• Information shown
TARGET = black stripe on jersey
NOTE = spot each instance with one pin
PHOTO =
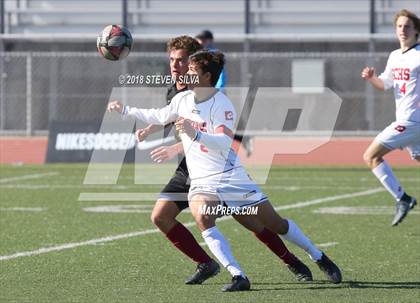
(414, 46)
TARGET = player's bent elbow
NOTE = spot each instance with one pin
(367, 157)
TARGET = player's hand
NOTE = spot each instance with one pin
(164, 153)
(183, 125)
(141, 134)
(115, 105)
(368, 73)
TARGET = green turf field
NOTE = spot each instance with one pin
(53, 250)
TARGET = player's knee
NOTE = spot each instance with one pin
(159, 218)
(204, 221)
(367, 158)
(370, 160)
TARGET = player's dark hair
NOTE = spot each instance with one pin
(188, 43)
(209, 62)
(411, 16)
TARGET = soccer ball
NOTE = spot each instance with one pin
(114, 42)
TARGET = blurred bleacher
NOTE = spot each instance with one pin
(185, 16)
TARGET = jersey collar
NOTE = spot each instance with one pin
(414, 46)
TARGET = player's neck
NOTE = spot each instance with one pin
(405, 45)
(204, 93)
(180, 86)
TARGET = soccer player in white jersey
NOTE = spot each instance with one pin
(402, 73)
(205, 119)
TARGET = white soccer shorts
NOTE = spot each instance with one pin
(232, 192)
(401, 134)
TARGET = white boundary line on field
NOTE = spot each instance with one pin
(152, 231)
(31, 209)
(26, 177)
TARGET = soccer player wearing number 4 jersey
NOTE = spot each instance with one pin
(402, 72)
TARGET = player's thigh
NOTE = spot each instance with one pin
(199, 203)
(271, 219)
(375, 150)
(250, 222)
(414, 150)
(397, 135)
(165, 209)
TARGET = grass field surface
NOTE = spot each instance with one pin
(56, 247)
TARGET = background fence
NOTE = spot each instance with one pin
(37, 87)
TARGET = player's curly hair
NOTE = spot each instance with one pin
(411, 16)
(209, 61)
(188, 43)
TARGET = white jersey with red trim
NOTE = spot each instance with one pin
(402, 72)
(205, 165)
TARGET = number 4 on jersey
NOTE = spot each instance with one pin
(403, 89)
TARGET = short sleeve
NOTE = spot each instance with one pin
(386, 76)
(224, 114)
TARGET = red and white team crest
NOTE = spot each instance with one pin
(400, 128)
(228, 115)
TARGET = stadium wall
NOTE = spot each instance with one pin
(339, 151)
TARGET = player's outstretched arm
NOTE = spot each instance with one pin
(115, 106)
(221, 140)
(161, 116)
(369, 74)
(143, 133)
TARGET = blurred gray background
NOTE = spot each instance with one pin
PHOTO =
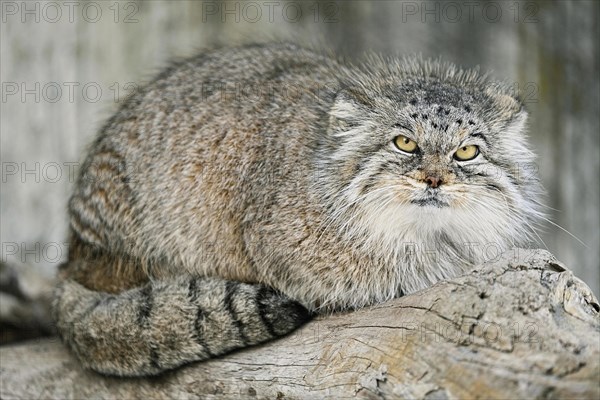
(65, 67)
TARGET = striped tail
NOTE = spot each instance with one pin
(167, 323)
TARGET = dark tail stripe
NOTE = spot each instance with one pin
(230, 289)
(200, 316)
(146, 305)
(261, 298)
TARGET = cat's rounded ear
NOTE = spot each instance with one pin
(510, 114)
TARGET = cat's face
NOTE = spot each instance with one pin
(428, 159)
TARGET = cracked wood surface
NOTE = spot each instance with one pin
(520, 327)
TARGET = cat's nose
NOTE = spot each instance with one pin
(433, 181)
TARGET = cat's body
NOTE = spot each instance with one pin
(279, 166)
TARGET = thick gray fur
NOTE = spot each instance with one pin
(275, 165)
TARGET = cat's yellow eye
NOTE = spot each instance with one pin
(405, 144)
(466, 153)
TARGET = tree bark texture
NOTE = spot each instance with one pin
(521, 326)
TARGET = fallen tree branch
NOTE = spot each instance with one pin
(520, 327)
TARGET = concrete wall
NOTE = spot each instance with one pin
(56, 57)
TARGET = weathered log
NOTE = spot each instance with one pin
(519, 327)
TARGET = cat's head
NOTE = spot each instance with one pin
(426, 149)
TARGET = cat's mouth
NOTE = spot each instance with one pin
(430, 198)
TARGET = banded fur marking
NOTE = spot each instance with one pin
(230, 291)
(200, 316)
(261, 298)
(143, 317)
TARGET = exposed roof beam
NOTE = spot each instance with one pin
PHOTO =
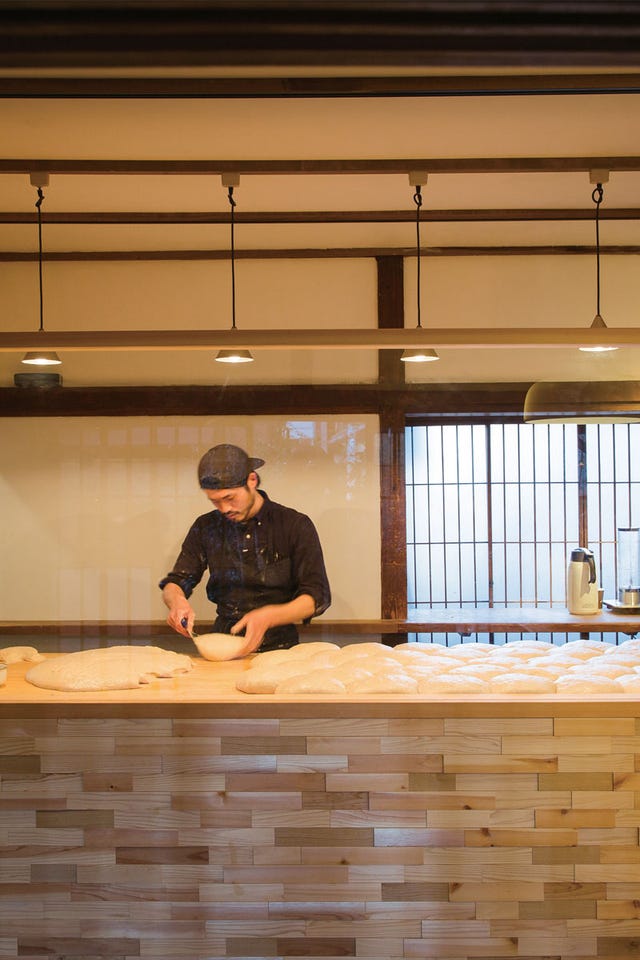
(151, 32)
(203, 87)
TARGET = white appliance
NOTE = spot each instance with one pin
(582, 582)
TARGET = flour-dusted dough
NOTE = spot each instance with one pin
(220, 646)
(588, 685)
(385, 683)
(586, 649)
(318, 681)
(107, 668)
(18, 654)
(599, 669)
(365, 649)
(484, 670)
(354, 670)
(469, 651)
(268, 658)
(311, 647)
(453, 683)
(522, 683)
(266, 680)
(630, 683)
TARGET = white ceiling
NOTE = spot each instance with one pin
(516, 284)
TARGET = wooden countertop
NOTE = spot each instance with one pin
(209, 691)
(461, 620)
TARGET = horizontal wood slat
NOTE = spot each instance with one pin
(367, 836)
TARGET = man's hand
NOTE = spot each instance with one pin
(258, 621)
(181, 614)
(255, 624)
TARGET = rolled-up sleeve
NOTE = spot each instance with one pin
(190, 565)
(309, 572)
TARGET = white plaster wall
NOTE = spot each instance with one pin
(94, 509)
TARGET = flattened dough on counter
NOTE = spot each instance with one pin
(107, 668)
(18, 654)
(318, 681)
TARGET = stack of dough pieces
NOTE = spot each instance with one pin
(108, 668)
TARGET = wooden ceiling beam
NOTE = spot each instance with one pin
(319, 167)
(160, 218)
(320, 339)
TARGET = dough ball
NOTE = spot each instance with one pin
(107, 668)
(318, 681)
(454, 683)
(18, 654)
(384, 683)
(585, 684)
(522, 683)
(220, 646)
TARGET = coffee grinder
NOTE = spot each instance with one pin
(629, 566)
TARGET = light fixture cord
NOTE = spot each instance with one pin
(38, 206)
(417, 199)
(596, 196)
(232, 203)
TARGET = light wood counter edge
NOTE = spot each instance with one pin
(209, 691)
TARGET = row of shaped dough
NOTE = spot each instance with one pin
(535, 667)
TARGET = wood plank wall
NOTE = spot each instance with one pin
(436, 837)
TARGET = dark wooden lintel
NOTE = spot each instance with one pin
(442, 401)
(318, 253)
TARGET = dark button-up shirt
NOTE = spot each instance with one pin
(273, 557)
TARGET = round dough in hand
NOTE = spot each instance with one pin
(220, 646)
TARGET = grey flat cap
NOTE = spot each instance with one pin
(226, 466)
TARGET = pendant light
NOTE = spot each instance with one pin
(40, 358)
(421, 355)
(598, 177)
(234, 355)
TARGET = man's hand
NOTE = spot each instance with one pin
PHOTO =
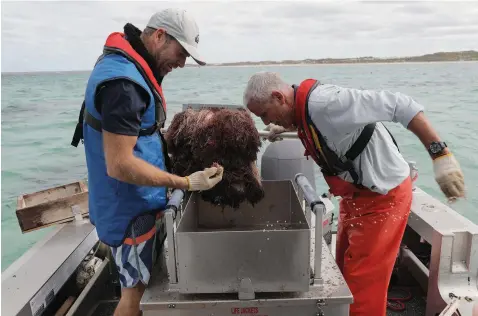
(206, 179)
(275, 131)
(449, 176)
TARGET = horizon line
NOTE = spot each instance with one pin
(279, 62)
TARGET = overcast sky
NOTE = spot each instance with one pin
(68, 35)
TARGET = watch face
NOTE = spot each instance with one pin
(435, 148)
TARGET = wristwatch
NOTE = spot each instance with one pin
(436, 148)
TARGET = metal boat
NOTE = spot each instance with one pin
(274, 259)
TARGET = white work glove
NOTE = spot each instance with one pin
(274, 132)
(449, 176)
(205, 179)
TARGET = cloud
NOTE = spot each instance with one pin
(68, 35)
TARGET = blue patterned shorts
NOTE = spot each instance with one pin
(136, 256)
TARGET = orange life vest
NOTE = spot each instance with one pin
(330, 163)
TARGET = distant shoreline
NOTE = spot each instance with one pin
(470, 55)
(331, 64)
(440, 57)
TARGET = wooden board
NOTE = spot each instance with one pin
(52, 206)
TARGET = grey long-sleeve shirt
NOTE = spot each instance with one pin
(341, 113)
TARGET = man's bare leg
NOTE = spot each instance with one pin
(129, 302)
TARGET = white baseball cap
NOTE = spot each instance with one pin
(182, 26)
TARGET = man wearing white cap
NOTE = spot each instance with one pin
(126, 156)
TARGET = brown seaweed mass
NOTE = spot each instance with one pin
(199, 138)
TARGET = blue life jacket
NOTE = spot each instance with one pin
(114, 204)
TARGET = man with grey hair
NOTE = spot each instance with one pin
(126, 155)
(342, 130)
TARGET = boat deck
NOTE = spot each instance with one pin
(414, 307)
(402, 285)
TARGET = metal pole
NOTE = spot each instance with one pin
(170, 215)
(318, 207)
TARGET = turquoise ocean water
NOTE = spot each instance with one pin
(40, 110)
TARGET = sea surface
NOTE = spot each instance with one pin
(40, 110)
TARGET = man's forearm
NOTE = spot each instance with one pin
(424, 130)
(137, 171)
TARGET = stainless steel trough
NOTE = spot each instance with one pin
(245, 249)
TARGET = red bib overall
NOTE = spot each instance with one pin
(371, 225)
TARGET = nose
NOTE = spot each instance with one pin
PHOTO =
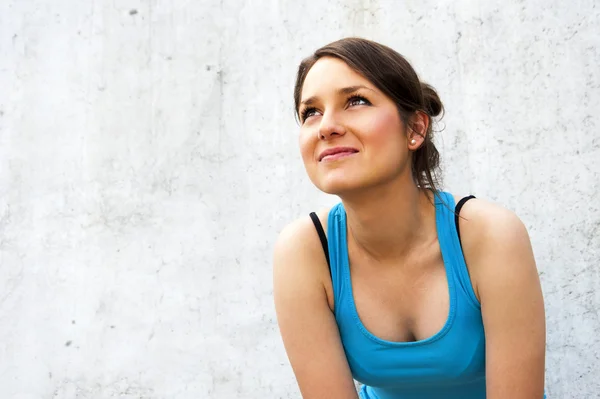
(330, 126)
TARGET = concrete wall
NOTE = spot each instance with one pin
(148, 159)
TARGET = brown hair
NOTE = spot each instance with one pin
(391, 73)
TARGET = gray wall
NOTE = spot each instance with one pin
(148, 159)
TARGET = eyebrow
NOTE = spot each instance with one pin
(343, 90)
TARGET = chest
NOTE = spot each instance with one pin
(402, 303)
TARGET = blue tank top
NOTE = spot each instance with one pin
(450, 364)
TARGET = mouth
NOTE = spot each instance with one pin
(335, 153)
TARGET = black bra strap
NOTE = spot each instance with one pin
(322, 235)
(457, 212)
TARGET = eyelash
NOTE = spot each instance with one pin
(352, 97)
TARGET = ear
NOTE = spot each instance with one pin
(417, 130)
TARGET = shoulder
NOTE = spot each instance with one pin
(495, 243)
(298, 257)
(484, 221)
(300, 236)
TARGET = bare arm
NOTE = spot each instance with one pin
(500, 258)
(307, 324)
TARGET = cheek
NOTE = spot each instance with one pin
(307, 146)
(386, 133)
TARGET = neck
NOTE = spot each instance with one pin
(386, 223)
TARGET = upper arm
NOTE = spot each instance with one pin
(307, 324)
(501, 262)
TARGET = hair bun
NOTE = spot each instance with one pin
(432, 102)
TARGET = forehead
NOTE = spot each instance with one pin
(328, 74)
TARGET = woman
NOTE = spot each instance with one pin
(396, 286)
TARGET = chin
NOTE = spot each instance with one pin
(338, 185)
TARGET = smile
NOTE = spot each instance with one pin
(336, 153)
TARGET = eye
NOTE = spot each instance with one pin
(307, 113)
(357, 100)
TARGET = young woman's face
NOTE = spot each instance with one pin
(351, 134)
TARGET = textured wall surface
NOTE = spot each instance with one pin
(148, 159)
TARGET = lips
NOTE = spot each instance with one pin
(332, 154)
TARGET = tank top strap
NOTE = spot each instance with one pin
(450, 244)
(338, 256)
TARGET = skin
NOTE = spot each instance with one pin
(397, 272)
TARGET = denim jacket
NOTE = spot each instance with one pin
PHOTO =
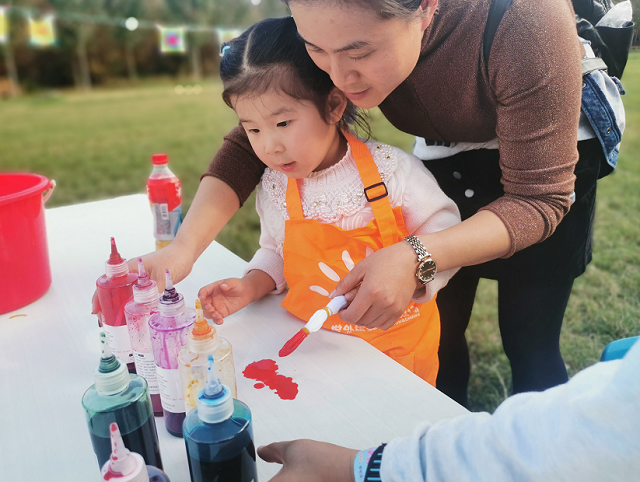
(602, 114)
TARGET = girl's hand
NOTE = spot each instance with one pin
(310, 461)
(380, 287)
(225, 297)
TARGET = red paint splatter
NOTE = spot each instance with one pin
(292, 344)
(265, 371)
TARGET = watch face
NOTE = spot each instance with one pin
(427, 270)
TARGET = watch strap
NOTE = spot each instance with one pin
(418, 247)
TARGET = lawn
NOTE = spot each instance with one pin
(98, 145)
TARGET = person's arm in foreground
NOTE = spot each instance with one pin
(585, 430)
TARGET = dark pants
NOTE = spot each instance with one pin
(533, 285)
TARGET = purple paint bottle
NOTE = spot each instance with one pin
(169, 331)
(137, 312)
(126, 466)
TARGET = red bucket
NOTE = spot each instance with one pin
(25, 274)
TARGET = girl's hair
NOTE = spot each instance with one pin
(271, 56)
(386, 9)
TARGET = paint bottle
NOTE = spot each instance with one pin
(169, 329)
(120, 397)
(137, 313)
(115, 289)
(163, 189)
(126, 466)
(192, 359)
(219, 435)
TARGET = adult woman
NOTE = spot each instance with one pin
(421, 62)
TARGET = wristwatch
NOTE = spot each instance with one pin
(427, 268)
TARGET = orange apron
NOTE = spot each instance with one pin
(318, 255)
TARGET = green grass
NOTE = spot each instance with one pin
(98, 145)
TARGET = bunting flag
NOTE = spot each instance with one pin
(172, 40)
(4, 29)
(225, 35)
(41, 32)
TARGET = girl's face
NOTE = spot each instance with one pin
(367, 57)
(290, 135)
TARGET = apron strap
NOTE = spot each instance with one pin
(375, 191)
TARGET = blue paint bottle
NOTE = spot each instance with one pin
(126, 466)
(123, 398)
(219, 435)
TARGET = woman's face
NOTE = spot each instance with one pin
(367, 57)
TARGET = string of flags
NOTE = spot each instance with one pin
(172, 40)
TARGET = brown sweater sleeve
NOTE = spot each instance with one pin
(237, 165)
(534, 69)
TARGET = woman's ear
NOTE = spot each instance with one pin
(336, 104)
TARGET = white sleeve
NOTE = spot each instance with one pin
(586, 430)
(425, 208)
(268, 258)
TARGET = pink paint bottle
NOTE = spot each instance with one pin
(137, 313)
(169, 331)
(126, 466)
(115, 289)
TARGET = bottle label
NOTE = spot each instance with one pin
(166, 223)
(170, 389)
(146, 368)
(119, 342)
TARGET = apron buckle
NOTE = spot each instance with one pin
(385, 194)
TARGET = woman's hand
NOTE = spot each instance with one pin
(380, 287)
(225, 297)
(310, 461)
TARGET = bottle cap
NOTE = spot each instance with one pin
(123, 466)
(115, 265)
(203, 338)
(111, 375)
(145, 290)
(159, 159)
(171, 302)
(215, 403)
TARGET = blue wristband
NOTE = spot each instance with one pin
(366, 465)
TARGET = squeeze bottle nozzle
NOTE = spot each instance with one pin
(145, 290)
(111, 376)
(171, 302)
(215, 403)
(203, 337)
(123, 465)
(116, 265)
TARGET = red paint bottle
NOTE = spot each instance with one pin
(115, 289)
(165, 197)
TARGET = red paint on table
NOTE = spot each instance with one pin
(265, 371)
(292, 344)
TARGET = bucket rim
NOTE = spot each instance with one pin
(39, 188)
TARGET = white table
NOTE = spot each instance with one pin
(349, 393)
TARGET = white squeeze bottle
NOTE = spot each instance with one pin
(192, 360)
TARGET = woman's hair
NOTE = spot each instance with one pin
(271, 56)
(386, 9)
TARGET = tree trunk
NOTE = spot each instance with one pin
(131, 61)
(82, 58)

• Your objective
Everything from the line containing "TARGET = blue wristband" to the last line of the entries above should be quoted exactly, and only that.

• Task response
TARGET = blue wristband
NOTE = spot each instance with one pin
(366, 465)
TARGET = squeeze bottle nozzle
NOTE = spot each instance with one pin
(145, 290)
(111, 376)
(171, 302)
(215, 403)
(203, 337)
(123, 465)
(116, 265)
TARGET = red paint bottle
NOTE = spot each instance with one pin
(115, 289)
(165, 197)
TARGET = red paint on table
NOTE = spot each instance with one pin
(265, 371)
(292, 344)
TARGET = bucket rim
NOTE = spot each instance with one pin
(39, 188)
TARGET = white table
NOTE = spot each instance with one pin
(349, 393)
TARGET = white squeeze bottle
NOTE = spot each instance with one pin
(192, 360)
TARGET = woman's hair
NOTE = spot each instance with one pin
(271, 56)
(386, 9)
TARGET = tree trunk
NOTE = spot each instance with one pin
(131, 61)
(82, 58)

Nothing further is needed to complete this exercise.